[Problem to work on]:
In full and word for word, copy the listing; no pictures belong in the copy.

[Records to use]:
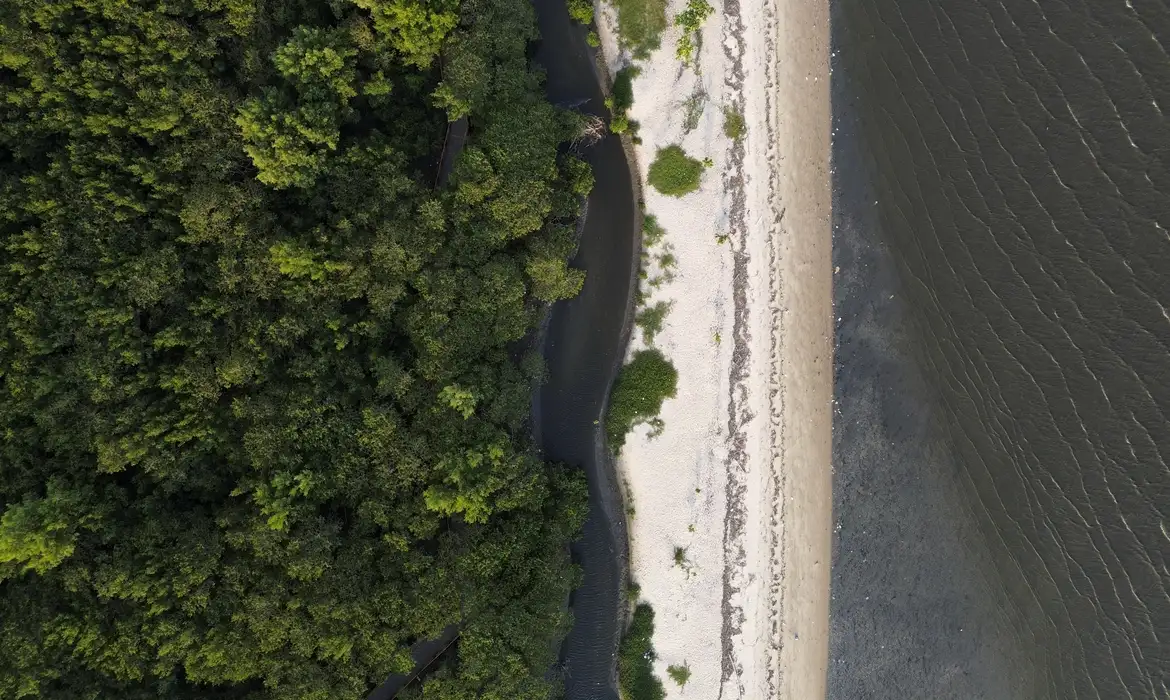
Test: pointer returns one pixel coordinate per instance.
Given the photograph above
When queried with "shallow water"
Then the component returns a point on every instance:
(1000, 452)
(583, 348)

[Task answer]:
Test: pointer returns one pixel coordinate per instance.
Given the photograph above
When queried with "shallow water"
Then the component returns a point on every instance:
(1000, 452)
(583, 348)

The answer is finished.